• **What you need to do**
Copy out the material below word for word, omitting the pictures.

• **Material for this exercise**

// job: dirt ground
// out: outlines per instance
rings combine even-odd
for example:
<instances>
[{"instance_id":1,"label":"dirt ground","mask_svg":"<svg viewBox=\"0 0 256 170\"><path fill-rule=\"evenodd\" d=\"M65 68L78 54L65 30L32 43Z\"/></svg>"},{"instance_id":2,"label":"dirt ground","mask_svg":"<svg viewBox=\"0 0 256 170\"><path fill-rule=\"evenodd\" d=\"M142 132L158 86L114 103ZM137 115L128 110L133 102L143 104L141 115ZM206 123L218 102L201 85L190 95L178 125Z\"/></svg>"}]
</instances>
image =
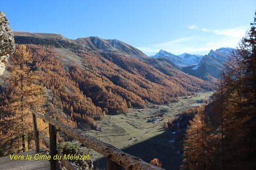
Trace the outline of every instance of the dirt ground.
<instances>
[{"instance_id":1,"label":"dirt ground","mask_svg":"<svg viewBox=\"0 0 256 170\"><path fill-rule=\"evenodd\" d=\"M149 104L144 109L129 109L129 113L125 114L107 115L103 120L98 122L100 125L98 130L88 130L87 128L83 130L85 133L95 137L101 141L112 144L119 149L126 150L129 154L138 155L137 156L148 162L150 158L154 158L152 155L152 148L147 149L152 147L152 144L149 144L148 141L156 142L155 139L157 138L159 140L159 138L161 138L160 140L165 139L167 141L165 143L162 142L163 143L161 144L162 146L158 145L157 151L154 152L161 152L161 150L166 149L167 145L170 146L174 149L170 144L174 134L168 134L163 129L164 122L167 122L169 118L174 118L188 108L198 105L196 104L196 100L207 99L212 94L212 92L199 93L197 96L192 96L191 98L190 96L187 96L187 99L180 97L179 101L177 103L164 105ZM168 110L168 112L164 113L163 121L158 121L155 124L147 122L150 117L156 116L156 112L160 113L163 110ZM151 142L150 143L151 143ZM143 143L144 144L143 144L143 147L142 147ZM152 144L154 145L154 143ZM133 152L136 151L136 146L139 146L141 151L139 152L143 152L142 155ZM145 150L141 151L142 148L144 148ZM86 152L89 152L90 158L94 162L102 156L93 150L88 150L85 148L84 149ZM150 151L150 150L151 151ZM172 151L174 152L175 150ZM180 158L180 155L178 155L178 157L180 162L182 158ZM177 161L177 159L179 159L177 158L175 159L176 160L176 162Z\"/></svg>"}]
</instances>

• **Answer in full**
// job: dirt ground
// out: outlines per instance
rings combine even-odd
for example:
<instances>
[{"instance_id":1,"label":"dirt ground","mask_svg":"<svg viewBox=\"0 0 256 170\"><path fill-rule=\"evenodd\" d=\"M65 68L78 54L65 30L32 43Z\"/></svg>"},{"instance_id":2,"label":"dirt ground","mask_svg":"<svg viewBox=\"0 0 256 170\"><path fill-rule=\"evenodd\" d=\"M142 132L158 86L114 103ZM137 115L128 110L133 102L143 104L141 115ZM206 123L218 102L201 85L190 95L178 125Z\"/></svg>"}]
</instances>
image =
Trace the outline of every instance of the dirt ground.
<instances>
[{"instance_id":1,"label":"dirt ground","mask_svg":"<svg viewBox=\"0 0 256 170\"><path fill-rule=\"evenodd\" d=\"M149 104L144 109L129 109L129 113L125 114L107 115L103 120L98 122L100 125L98 130L88 130L87 128L83 130L85 133L95 137L101 141L112 144L119 149L126 150L129 154L138 155L137 156L148 162L150 158L154 158L152 155L152 148L147 149L152 147L152 144L149 144L148 141L156 142L155 139L157 138L159 140L159 138L161 138L160 140L165 139L167 141L165 143L162 142L163 143L161 144L162 146L158 145L157 151L154 152L161 152L161 150L166 149L167 145L170 146L174 149L170 144L174 134L168 134L163 129L164 122L167 122L169 118L174 118L188 108L198 105L196 104L196 100L207 99L212 94L212 92L199 93L197 96L192 96L191 98L190 96L187 96L187 99L180 97L179 101L177 103L164 105ZM168 110L168 112L164 113L163 121L158 121L155 124L147 122L150 117L156 116L156 112L160 113L163 110ZM151 142L150 143L151 143ZM143 143L144 144L143 144L143 147L142 147ZM152 144L154 145L154 143ZM133 152L136 151L136 146L139 146L141 151L139 152L143 152L142 155ZM145 150L141 151L142 148L144 148ZM86 152L89 152L90 158L94 162L102 156L93 150L88 150L85 148L84 149ZM150 151L150 150L151 151ZM172 151L174 152L175 150ZM180 158L180 155L178 155L178 157L180 162L182 158ZM177 161L177 159L179 159L177 158L175 159L176 160L176 162Z\"/></svg>"}]
</instances>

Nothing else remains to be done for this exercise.